___ TEXT SHOWN
The history is briefly that the applicant and the respondent have had a business relationship since about 1993. The respondent manufactures axles and suspensions for heavy trailers and uses the services of the applicant to make certain bushes and other components. For this purpose the respondent had provided certain moulds to the applicant. The respondent, incidentally, alleges that the applicant used these moulds in order to compete unlawfully with the respondent and in fact stole one of its main customers in the process, resulting in severe financial losses for the respondent. The allegation is denied by the applicant, who points out that the respondent surprisingly does not annex nor even allege any correspondence to corroborate this serious accusation.
What is not disputed, however, is that the respondent experienced financial difficulties during 2012. As a result the applicant was informed by a firm of business consultants that they had been “mandated to facilitate the recapitalisation” of the respondent. It seems to me that what it means is that money would be lent to the respondent against the security of a bond over its property. At that stage the respondent was indebted to the applicant to the tune of almost R 200 000.
I am not informed what the outcome of the mandate, the facilitation or the recapitalisation was, but the respondent alleges that it made an arrangement with the applicant to purchase goods from it on a C.O.D. basis with the qualification that all payments made on that basis would be allocated not to the current sale, but to the oldest debt on the applicant’s books. The purpose of the arrangement was, according to the respondent, “to enable the age analysis on the respondent's trade account to reflect a more healthy balance and would allow the respondent to pay off the arrears owed to the applicant sooner rather than later” This probably means nothing more than the intention was to make the respondent’s debts in the applicant’s books look better, but the respondent does not explain how the outstanding balance would be reduced without additional payments.
______
___ PROVIDED DATA
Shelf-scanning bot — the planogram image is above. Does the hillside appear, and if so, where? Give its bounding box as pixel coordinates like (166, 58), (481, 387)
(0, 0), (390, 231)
______
## OBJECTIVE
Reproduce word for word the part of the court excerpt from "The history is" up to and including "this serious accusation.". The material comes from a different source than the court excerpt.

## FULL SOLUTION
The history is briefly that the applicant and the respondent have had a business relationship since about 1993. The respondent manufactures axles and suspensions for heavy trailers and uses the services of the applicant to make certain bushes and other components. For this purpose the respondent had provided certain moulds to the applicant. The respondent, incidentally, alleges that the applicant used these moulds in order to compete unlawfully with the respondent and in fact stole one of its main customers in the process, resulting in severe financial losses for the respondent. The allegation is denied by the applicant, who points out that the respondent surprisingly does not annex nor even allege any correspondence to corroborate this serious accusation.